▶ **Assignment**
When you retype the entries, keep each one exact and leave out the pictures.

▶ **Supplied data**
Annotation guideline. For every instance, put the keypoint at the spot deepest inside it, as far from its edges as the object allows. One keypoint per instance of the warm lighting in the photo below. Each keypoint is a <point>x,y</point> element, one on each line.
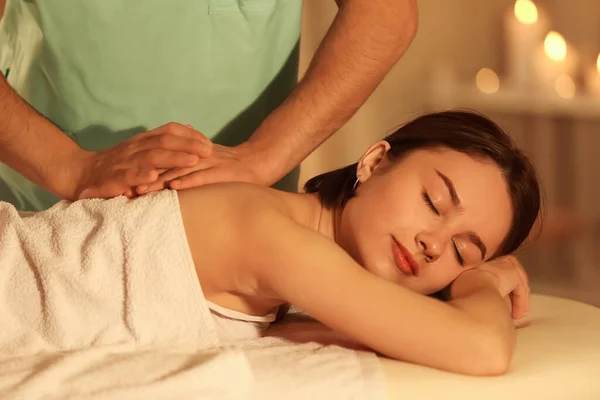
<point>487,81</point>
<point>526,12</point>
<point>565,87</point>
<point>555,46</point>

▶ **Result**
Annotation guideline. For every instance, put the keypoint at the spot deepest inside it, as far from its edges as the object allows. One keypoint per instance of the warm lighting in the photo below. Each keypoint is a <point>x,y</point> element, one on each line.
<point>487,81</point>
<point>526,12</point>
<point>565,87</point>
<point>555,46</point>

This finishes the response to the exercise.